## DOCUMENT EXTRACT
# # # #

Built-in directives:

    `set!`                                                  *ts-directive-set!*
        Sets key/value metadata for a specific match or capture. Value is
        accessible as either `metadata[key]` (match specific) or
        `metadata[capture_id][key]` (capture specific).

        Parameters: ~
            {capture_id} (optional)
            {key}
            {value}

        Examples: >
            ((identifier) @foo (#set! @foo "kind" "parameter"))
            ((node1) @left (node2) @right (#set! "type" "pair"))
<
    `offset!`                                           *ts-directive-offset!*
        Takes the range of the captured node and applies an offset. This will
        generate a new range object for the captured node as
        `metadata[capture_id].range`.

        Parameters: ~
            {capture_id}
            {start_row}
            {start_col}
            {end_row}
            {end_col}

        Example: >
            ((identifier) @constant (#offset! @constant 0 1 0 -1))
<

Treesitter syntax highlighting (WIP)                 *lua-treesitter-highlight*

NOTE: This is a partially implemented feature, and not usable as a default
solution yet. What is documented here is a temporary interface intended
for those who want to experiment with this feature and contribute to
its development.

Highlights are defined in the same query format as in the tree-sitter
highlight crate, with some limitations and additions. Set a highlight query
for a buffer with this code: >

    local query = [[
      "for" @keyword
      "if" @keyword
      "return" @keyword

      (string_literal) @string
      (number_literal) @number
      (comment) @comment

      (preproc_function_def name: (identifier) @function)

      ; ... more definitions
    ]]

    highlighter = vim.treesitter.TSHighlighter.new(query, bufnr, lang)
    -- alternatively, to use the current buffer and its filetype:
    -- highlighter = vim.treesitter.TSHighlighter.new(query)

    -- Don't recreate the highlighter for the same buffer, instead
    -- modify the query like this:
    local query2 = [[ ... ]]
    highlighter:set_query(query2)


                                             *lua-treesitter-highlight-groups*
The capture names, with `@` included, are directly usable as highlight groups.
A fallback system is implemented, so that more specific groups fallback to
more generic ones. For instance, in a language that has separate doc
comments, `@comment.doc` could be used. If this group is not defined, the
highlighting for an ordinary `@comment` is used. This way, existing color
schemes already work out of the box, but it is possible to add
more specific variants for queries that make them available.

# # # #

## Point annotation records
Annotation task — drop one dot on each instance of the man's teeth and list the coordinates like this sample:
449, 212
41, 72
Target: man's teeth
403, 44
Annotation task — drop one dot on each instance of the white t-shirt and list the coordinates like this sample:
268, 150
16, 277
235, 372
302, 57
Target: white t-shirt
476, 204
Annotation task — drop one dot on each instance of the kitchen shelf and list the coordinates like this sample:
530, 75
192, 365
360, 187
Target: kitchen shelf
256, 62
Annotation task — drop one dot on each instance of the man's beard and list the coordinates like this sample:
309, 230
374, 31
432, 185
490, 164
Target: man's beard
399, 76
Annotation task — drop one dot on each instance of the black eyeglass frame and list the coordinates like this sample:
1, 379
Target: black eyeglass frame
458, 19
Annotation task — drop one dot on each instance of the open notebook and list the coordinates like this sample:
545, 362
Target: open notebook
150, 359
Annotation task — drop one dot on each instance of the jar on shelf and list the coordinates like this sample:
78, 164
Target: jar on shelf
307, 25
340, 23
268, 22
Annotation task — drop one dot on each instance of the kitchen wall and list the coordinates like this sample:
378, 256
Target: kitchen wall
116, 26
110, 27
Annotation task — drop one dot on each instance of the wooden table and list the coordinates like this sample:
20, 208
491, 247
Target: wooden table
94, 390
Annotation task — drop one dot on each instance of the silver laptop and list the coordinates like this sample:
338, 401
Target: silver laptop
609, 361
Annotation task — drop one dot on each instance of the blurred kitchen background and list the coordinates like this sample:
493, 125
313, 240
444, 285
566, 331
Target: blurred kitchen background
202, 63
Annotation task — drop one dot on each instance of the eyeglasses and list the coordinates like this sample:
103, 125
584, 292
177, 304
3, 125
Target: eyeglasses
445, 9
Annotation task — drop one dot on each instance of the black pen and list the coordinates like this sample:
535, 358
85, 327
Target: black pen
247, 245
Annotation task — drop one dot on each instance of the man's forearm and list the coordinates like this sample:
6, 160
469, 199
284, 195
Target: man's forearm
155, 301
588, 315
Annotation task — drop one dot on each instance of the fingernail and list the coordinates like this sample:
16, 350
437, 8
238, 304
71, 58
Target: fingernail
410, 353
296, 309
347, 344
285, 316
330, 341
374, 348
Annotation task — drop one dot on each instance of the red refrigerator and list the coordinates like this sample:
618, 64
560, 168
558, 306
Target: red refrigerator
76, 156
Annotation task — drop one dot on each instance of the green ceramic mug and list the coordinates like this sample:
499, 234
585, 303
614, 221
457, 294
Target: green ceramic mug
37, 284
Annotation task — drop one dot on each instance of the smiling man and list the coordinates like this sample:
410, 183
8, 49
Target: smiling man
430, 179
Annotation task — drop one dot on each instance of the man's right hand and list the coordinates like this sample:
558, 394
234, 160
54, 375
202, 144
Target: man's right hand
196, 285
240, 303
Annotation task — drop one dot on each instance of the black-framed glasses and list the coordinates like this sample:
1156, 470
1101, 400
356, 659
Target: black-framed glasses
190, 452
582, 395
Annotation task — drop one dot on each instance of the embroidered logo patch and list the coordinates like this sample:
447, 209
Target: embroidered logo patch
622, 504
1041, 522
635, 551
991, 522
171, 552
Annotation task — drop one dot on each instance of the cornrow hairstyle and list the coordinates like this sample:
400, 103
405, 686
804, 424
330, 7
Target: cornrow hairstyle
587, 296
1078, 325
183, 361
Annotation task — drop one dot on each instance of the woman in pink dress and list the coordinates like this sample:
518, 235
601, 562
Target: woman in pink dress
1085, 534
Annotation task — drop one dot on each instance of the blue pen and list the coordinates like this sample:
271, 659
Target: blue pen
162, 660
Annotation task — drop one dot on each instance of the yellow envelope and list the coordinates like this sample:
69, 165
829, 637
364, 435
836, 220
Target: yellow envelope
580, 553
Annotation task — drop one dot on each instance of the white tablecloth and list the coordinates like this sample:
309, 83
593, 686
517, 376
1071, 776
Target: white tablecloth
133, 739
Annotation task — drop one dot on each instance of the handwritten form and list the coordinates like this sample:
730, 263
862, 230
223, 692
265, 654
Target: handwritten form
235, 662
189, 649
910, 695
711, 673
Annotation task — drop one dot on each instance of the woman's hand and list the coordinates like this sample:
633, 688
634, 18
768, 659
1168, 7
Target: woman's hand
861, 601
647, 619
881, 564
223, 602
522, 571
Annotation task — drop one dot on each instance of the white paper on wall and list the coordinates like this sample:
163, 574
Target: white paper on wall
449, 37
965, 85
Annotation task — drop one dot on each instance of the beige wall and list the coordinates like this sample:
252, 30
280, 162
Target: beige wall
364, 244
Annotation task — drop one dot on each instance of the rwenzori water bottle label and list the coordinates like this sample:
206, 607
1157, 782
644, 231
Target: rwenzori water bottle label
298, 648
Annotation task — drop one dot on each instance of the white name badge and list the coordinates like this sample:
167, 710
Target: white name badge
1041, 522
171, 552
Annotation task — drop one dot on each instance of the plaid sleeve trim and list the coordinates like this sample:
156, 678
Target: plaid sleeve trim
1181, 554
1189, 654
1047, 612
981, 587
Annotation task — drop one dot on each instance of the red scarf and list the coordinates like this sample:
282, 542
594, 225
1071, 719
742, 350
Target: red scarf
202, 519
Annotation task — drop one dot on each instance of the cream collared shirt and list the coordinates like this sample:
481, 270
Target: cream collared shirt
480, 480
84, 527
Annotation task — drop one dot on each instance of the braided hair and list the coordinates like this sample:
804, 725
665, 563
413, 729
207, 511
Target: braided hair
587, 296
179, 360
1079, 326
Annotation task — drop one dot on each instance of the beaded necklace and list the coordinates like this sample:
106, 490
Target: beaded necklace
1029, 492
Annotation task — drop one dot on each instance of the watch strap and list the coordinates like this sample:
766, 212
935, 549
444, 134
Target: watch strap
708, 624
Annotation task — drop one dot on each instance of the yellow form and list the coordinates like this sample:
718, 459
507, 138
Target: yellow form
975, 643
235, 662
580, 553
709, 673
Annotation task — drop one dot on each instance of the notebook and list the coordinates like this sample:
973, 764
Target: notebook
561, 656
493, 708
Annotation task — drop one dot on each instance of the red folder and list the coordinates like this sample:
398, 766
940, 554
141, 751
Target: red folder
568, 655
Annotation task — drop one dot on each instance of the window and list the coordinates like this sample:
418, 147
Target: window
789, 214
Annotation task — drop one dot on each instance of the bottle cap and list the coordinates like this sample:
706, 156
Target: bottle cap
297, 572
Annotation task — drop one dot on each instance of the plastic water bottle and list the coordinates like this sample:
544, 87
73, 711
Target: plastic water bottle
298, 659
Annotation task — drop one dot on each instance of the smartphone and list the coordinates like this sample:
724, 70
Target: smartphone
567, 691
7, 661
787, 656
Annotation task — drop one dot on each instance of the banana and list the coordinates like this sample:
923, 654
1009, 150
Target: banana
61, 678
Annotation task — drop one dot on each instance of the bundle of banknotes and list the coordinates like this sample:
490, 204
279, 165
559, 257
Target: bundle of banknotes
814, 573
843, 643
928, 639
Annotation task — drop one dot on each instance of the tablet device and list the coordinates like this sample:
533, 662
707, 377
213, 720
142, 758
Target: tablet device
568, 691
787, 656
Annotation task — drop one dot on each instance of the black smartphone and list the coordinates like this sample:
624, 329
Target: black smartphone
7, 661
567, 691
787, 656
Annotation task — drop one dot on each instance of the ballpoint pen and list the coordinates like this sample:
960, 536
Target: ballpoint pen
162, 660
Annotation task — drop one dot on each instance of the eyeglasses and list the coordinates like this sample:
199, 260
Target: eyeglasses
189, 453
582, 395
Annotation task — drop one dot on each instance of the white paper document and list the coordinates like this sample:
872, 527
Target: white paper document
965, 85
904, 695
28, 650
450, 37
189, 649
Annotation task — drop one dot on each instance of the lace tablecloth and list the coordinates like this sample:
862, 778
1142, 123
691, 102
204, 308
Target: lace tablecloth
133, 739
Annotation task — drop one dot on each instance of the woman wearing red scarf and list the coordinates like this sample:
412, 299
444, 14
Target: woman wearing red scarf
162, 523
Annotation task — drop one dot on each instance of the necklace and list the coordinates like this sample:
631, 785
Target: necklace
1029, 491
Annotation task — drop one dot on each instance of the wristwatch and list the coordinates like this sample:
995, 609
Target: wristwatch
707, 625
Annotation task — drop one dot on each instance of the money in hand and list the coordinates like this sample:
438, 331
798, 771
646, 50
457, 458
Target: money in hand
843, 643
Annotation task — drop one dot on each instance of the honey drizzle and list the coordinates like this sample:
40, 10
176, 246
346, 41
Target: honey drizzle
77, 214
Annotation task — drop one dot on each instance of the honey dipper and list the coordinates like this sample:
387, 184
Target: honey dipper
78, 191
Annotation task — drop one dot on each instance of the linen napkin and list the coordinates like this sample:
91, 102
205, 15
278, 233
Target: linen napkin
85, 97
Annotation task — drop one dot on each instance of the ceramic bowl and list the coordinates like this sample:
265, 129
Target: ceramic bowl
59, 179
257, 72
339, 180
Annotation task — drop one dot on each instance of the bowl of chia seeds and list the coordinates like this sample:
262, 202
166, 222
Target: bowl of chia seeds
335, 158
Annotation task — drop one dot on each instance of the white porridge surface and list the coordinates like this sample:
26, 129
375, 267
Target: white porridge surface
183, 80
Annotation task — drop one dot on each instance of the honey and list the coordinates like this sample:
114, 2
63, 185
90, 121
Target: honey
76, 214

# # # #

## WHAT IS REQUIRED
From the treesitter documentation, list every parameter of the `offset!` directive.

## ANSWER TO THIS PROBLEM
{capture_id}, {start_row}, {start_col}, {end_row}, {end_col}